### Richiesta
Riscriva il brano sui motori Alfa Romeo in Formula 1 da "Quali furono i motori simbolo del ‘Cuore Sportivo Alfa Romeo in" a "al Mondiale Marche.", estremi inclusi, sostituendo "propulsori" con "motori".

### Brano di origine

++++++

Quali furono i motori simbolo del ‘Cuore Sportivo Alfa Romeo in F1?
Scopriamolo insieme in questo breve articolo.
Copyright Robert Little 2021
Dopo il ritiro dalle competizioni avvenuto alla fine della vittoriosa stagione 1951, stagione in cui la ‘Alfetta 159’ consentì a Juan Manuel Fangio la vittoria del titolo iridato, l’Alfa Romeo ritornò nel mondo della F1 nei primi anni 1970 con la sola fornitura dei propulsori.
Nel 1970 forni i propulsori 8 cilindri a V di 90° alla McLaren M14D di Andrea de Adamich e, nel 1971 alla March 711 di Nanni Galli e Ronnie Peterson.
Il propulsore, derivato dal 3 lt utilizzato dalle ‘Tipo 33-3’ che partecipavano al Mondiale Marche.
La voglia di tornare attivamente nella massima formula si concretizzò nel 1979, quando l'Alfa Romeo debuttò in gara con la ‘177’.
Alla 177 seguì la 179 e la 182, vetture che furono gestite dall’Autodelta fino alla fine del 1982, e fecero battere forte il cuore degli appassionati.
Dalla stagione 1983, scelte sbagliate, portarono alla definitiva scomparsa del marchio con la disastrosa stagione del 1985.
Ma Quali furono i motori simbolo del ‘Cuore Sportivo Alfa Romeo? che fece sognare gli appassionati del marchio fino al 1987? scopriamolo insieme.

++++++

### Dati archiviati

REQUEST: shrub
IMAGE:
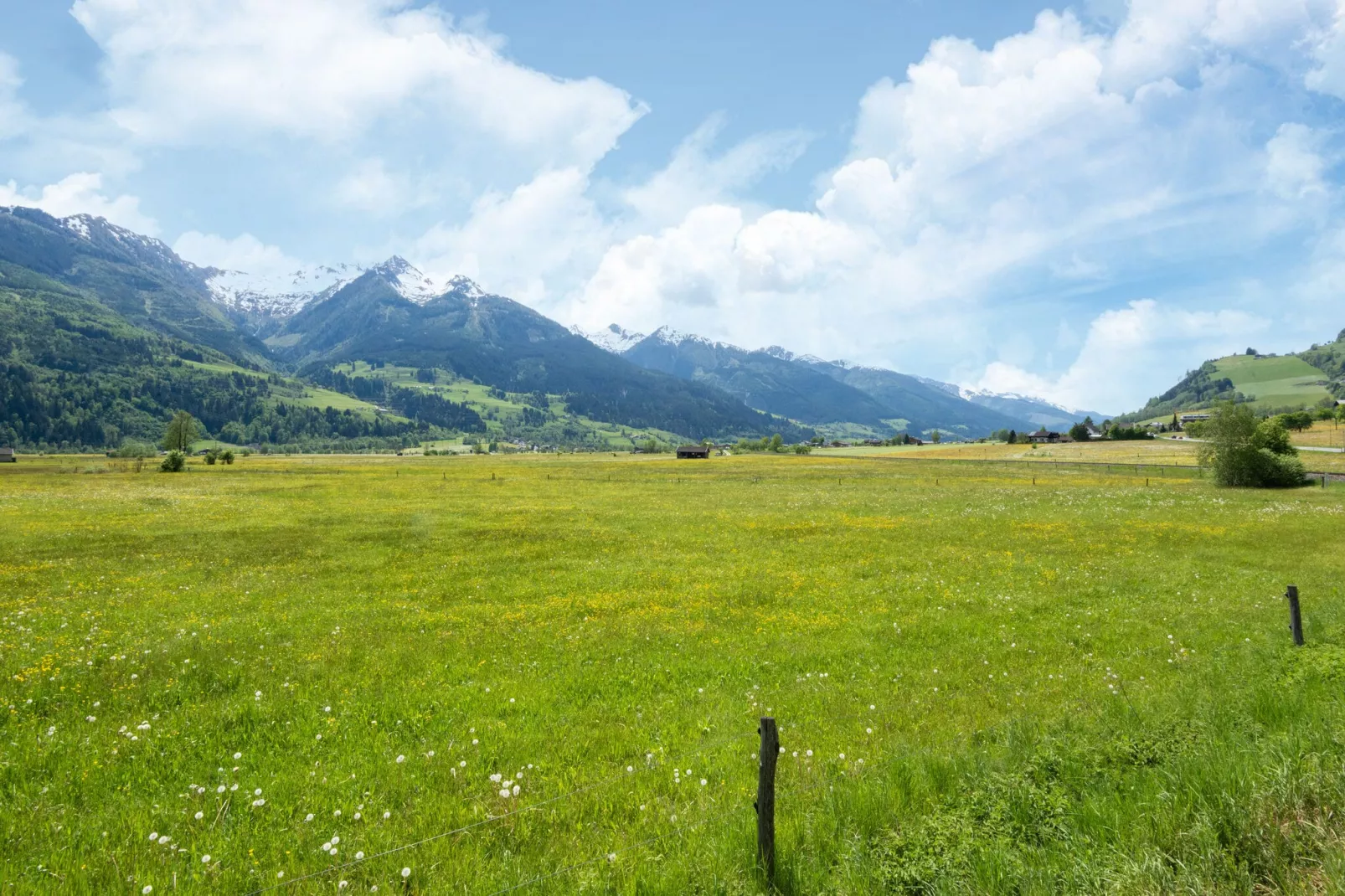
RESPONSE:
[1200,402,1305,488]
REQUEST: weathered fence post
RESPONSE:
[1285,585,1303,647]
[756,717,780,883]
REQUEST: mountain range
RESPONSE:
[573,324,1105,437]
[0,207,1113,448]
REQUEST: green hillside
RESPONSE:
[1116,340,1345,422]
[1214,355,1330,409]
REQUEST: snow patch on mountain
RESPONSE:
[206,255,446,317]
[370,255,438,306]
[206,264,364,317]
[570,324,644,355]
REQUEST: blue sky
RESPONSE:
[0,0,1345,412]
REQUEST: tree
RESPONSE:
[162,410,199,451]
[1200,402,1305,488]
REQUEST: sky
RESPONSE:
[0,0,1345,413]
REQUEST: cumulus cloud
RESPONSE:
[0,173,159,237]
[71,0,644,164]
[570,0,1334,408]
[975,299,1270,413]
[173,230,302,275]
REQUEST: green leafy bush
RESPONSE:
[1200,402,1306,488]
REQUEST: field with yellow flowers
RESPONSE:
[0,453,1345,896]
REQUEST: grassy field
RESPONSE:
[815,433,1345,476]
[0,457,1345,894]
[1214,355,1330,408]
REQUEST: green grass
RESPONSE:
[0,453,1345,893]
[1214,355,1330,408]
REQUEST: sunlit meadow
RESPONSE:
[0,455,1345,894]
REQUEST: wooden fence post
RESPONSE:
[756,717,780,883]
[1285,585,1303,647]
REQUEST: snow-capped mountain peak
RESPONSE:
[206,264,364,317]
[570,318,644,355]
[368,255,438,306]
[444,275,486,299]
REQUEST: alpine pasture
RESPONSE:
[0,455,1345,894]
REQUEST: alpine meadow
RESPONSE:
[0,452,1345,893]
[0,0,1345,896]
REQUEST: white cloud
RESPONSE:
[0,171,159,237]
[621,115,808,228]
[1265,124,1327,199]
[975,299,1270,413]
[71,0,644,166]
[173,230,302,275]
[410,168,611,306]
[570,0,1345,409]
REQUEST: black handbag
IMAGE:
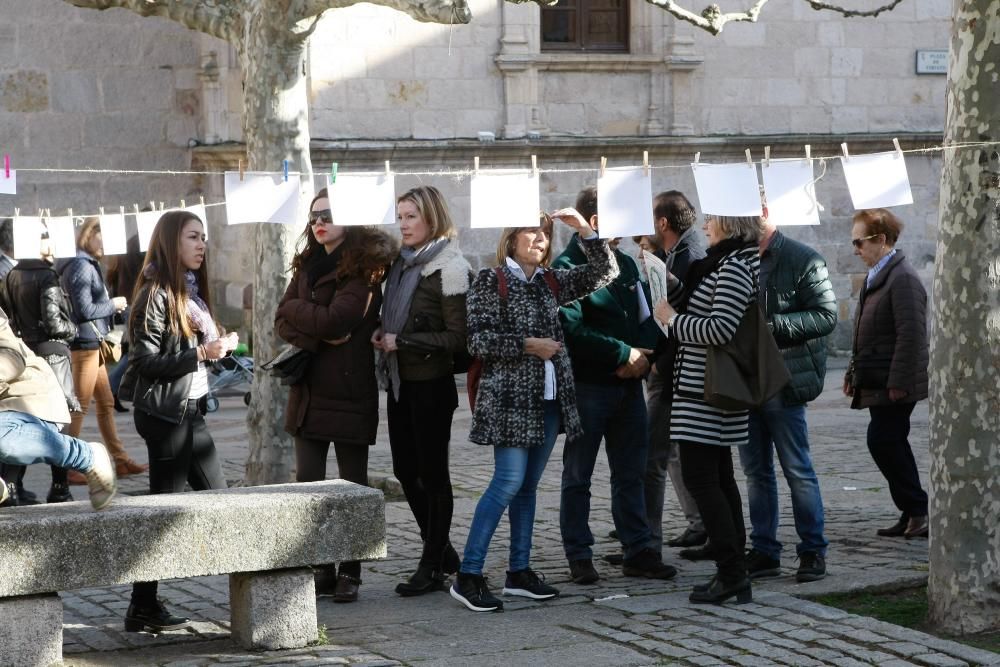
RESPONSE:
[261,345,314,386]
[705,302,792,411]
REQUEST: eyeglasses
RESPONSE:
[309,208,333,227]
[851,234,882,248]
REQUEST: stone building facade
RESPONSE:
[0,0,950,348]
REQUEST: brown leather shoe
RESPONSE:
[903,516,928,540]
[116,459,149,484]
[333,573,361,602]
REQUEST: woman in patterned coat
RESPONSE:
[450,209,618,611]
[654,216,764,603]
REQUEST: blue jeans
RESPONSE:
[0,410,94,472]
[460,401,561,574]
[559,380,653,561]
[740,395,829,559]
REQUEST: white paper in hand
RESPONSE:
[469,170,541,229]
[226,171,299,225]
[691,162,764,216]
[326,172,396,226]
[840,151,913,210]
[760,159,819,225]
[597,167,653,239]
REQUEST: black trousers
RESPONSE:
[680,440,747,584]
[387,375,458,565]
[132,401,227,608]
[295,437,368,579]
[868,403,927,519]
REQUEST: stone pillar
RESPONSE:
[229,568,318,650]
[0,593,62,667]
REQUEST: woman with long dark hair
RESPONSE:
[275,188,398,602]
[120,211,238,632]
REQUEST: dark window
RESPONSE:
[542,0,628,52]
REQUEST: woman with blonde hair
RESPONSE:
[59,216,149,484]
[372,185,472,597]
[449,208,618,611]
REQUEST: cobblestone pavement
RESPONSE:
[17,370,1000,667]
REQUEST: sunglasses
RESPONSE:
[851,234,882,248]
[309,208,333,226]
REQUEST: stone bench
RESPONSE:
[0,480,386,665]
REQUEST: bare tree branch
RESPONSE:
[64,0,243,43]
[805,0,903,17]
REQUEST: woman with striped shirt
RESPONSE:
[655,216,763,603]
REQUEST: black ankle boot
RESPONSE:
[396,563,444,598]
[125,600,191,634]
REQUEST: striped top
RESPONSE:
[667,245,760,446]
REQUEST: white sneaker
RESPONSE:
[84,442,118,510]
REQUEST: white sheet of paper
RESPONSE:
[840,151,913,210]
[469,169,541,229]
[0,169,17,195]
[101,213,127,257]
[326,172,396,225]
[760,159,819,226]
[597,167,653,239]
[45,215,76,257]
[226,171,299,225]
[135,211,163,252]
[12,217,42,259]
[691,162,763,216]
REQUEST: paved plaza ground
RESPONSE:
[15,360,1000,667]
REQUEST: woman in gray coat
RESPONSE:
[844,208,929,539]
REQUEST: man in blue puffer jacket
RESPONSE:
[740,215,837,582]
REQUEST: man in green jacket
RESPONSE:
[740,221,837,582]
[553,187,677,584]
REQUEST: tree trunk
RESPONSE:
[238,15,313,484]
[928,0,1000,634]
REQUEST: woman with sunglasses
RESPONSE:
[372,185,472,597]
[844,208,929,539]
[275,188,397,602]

++++++

### Risultato
Quali furono i motori simbolo del ‘Cuore Sportivo Alfa Romeo in F1?
Scopriamolo insieme in questo breve articolo.
Copyright Robert Little 2021
Dopo il ritiro dalle competizioni avvenuto alla fine della vittoriosa stagione 1951, stagione in cui la ‘Alfetta 159’ consentì a Juan Manuel Fangio la vittoria del titolo iridato, l’Alfa Romeo ritornò nel mondo della F1 nei primi anni 1970 con la sola fornitura dei motori.
Nel 1970 forni i motori 8 cilindri a V di 90° alla McLaren M14D di Andrea de Adamich e, nel 1971 alla March 711 di Nanni Galli e Ronnie Peterson.
Il propulsore, derivato dal 3 lt utilizzato dalle ‘Tipo 33-3’ che partecipavano al Mondiale Marche.